— START OF Listed records —

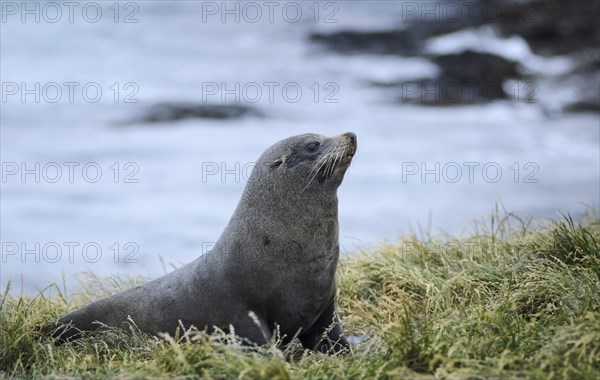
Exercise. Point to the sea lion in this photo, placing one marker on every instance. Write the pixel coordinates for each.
(273, 266)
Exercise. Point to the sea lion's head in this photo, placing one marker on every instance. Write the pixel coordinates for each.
(312, 161)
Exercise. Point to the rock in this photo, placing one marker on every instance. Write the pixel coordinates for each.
(165, 112)
(586, 78)
(397, 42)
(466, 78)
(553, 27)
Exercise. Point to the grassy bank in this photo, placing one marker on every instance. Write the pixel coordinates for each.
(508, 301)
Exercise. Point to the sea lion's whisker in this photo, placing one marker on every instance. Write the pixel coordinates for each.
(322, 161)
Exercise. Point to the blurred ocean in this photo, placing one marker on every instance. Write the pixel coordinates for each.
(166, 204)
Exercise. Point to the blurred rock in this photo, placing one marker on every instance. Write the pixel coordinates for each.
(465, 78)
(586, 79)
(553, 27)
(164, 112)
(397, 42)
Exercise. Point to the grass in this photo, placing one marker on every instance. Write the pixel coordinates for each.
(510, 301)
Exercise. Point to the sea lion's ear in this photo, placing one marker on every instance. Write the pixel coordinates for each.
(277, 162)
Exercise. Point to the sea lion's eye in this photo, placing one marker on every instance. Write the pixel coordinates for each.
(312, 146)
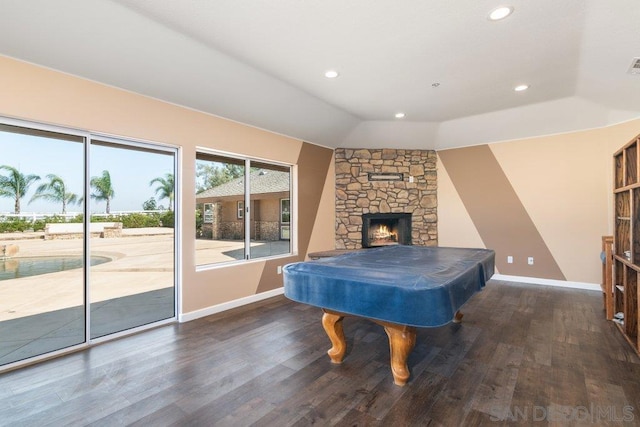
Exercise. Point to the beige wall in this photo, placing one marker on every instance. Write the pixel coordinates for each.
(547, 197)
(33, 93)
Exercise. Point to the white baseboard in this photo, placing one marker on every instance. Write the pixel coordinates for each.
(186, 317)
(549, 282)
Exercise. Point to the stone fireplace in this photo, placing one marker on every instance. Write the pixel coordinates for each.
(386, 229)
(385, 181)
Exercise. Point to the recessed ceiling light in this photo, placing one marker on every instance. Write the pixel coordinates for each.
(500, 13)
(331, 74)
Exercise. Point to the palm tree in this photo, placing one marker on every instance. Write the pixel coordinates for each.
(103, 189)
(55, 191)
(15, 185)
(166, 187)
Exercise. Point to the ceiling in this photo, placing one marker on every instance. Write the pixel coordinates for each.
(444, 64)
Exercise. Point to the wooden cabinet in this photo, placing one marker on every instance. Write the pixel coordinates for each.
(626, 244)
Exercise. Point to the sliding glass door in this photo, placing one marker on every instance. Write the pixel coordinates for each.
(132, 222)
(87, 241)
(42, 290)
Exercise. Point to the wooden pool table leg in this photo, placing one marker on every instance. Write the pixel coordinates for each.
(332, 323)
(402, 339)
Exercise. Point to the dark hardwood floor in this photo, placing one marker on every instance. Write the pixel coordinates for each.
(524, 354)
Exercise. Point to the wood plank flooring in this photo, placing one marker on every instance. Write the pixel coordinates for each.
(524, 354)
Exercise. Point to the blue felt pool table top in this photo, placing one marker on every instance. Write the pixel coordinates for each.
(409, 285)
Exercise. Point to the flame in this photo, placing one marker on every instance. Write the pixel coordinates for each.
(382, 232)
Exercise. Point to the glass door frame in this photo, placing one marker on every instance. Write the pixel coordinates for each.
(177, 261)
(88, 136)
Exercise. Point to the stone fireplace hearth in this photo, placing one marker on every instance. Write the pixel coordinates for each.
(371, 181)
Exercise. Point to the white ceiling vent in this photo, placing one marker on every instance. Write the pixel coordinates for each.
(635, 66)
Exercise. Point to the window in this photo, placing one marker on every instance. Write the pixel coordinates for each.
(240, 210)
(250, 204)
(208, 213)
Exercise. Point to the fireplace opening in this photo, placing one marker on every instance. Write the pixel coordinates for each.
(386, 229)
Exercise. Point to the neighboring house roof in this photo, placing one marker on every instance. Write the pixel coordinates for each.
(262, 181)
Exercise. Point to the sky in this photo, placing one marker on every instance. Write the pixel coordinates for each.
(130, 170)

— END OF Listed records —

## Description of the task
Output every line of the entries above as a JSON list of strings, one string per line, skipping blank lines and leaving out the picture lines.

## Correct result
[
  "Exercise. Point to the sea lion in this photo, placing one marker on every instance. Write the pixel coordinates for each.",
  "(273, 266)",
  "Exercise. Point to the sea lion's head in this photo, placing one marker on every instance. Write the pixel coordinates for each.",
  "(312, 161)",
  "Exercise. Point to the rock in this photo, placing one marker on every instance. Write the pixel coordinates for each.",
  "(165, 112)",
  "(586, 78)",
  "(397, 42)",
  "(466, 78)",
  "(553, 27)",
  "Exercise. Point to the grassy bank in this photo, placing one marker on every instance. Write the pixel coordinates for each.",
  "(508, 301)",
  "Exercise. Point to the sea lion's whisker in this photo, placing one marker on every instance. Write the pixel coordinates for each.",
  "(322, 161)",
  "Exercise. Point to the blurred ocean in this photo, placing one marker on every instance. Write the pixel coordinates for each.",
  "(166, 204)",
  "Exercise. Point to the blurred rock in this photo, placing one marker on every instance. Write the pixel coordinates for each.",
  "(465, 78)",
  "(586, 79)",
  "(553, 27)",
  "(164, 112)",
  "(397, 42)",
  "Exercise. Point to the grass in this photo, placing one marker on every instance. Write the pixel coordinates for each.",
  "(510, 301)",
  "Exercise. Point to the sea lion's ear in this photo, placing one marker on every instance. Write the pixel coordinates for each.",
  "(277, 162)",
  "Exercise. Point to the sea lion's eye in this photo, placing one marker on every instance. Write the pixel coordinates for each.",
  "(312, 146)",
  "Exercise. Point to the beige wall in this photo, placing one marker on every instance. Write the pixel coordinates for each.",
  "(547, 197)",
  "(33, 93)",
  "Exercise. Point to the white baseboard in this photo, placing one marker on every instance. Write the pixel coordinates for each.",
  "(186, 317)",
  "(549, 282)",
  "Exercise. Point to the stone fireplace in this photo, placing one marker on every instance. Write the pixel coordinates for each.",
  "(386, 229)",
  "(385, 181)",
  "Exercise. Point to the recessed ceiling light in this photo, placing one marker on every instance. Write the pixel coordinates for each.",
  "(500, 13)",
  "(331, 74)",
  "Exercise. Point to the palm tree in this photo, placing one marker on every instance. Write the pixel coordinates for each.",
  "(103, 189)",
  "(55, 191)",
  "(15, 185)",
  "(166, 187)",
  "Exercise. Point to the ceiling in this photo, placing one marker on every instance. Write the pixel coordinates for each.",
  "(444, 64)",
  "Exercise. Point to the wooden cabinet in this photo, placing one marker on every instance. Write the pixel coordinates for each.",
  "(626, 244)",
  "Exercise. Point to the sliding glass door in this photo, placing one marker on every instance. Write the pixel coordinates for each.",
  "(132, 222)",
  "(87, 241)",
  "(42, 290)",
  "Exercise. Point to the wooden pool table leg in this photo, placing one marker on every instance. Write the pixel coordinates for each.",
  "(332, 323)",
  "(402, 339)",
  "Exercise. Point to the dark hardwood floor in this photo, placing one marker on every instance. Write the pixel coordinates for each.",
  "(524, 354)",
  "Exercise. Point to the wood plank flooring in this photo, placing one marker on every instance. Write the pixel coordinates for each.",
  "(524, 354)",
  "Exercise. Point to the blue felt pool table top in this photo, placing one marker on every instance. Write the pixel coordinates for each.",
  "(409, 285)",
  "Exercise. Point to the flame in this photo, placing one marker on every instance. Write the pixel coordinates for each.",
  "(382, 232)",
  "Exercise. Point to the glass door frame in this photo, placing one marker on every instance. Write the pixel coordinates for each.",
  "(177, 261)",
  "(88, 136)",
  "Exercise. Point to the stone fireplace hearth in this photo, placing one marker on every instance. Write the pixel coordinates for each.",
  "(371, 181)",
  "Exercise. Point to the white ceiling vent in this photo, placing one marker on every instance. Write the pixel coordinates for each.",
  "(635, 66)",
  "Exercise. Point to the window in this photo, placing one marker on every instance. Write the pixel coordinates for each.",
  "(240, 210)",
  "(250, 204)",
  "(208, 213)",
  "Exercise. Point to the fireplace opening in this photo, placing one marker on every instance. Write the pixel coordinates for each.",
  "(386, 229)",
  "Exercise. Point to the neighboring house roof in this photo, placing one marker on every instance. Write the pixel coordinates for each.",
  "(262, 181)",
  "Exercise. Point to the sky in this photo, placing one marker on every instance. Write the pixel coordinates for each.",
  "(130, 170)"
]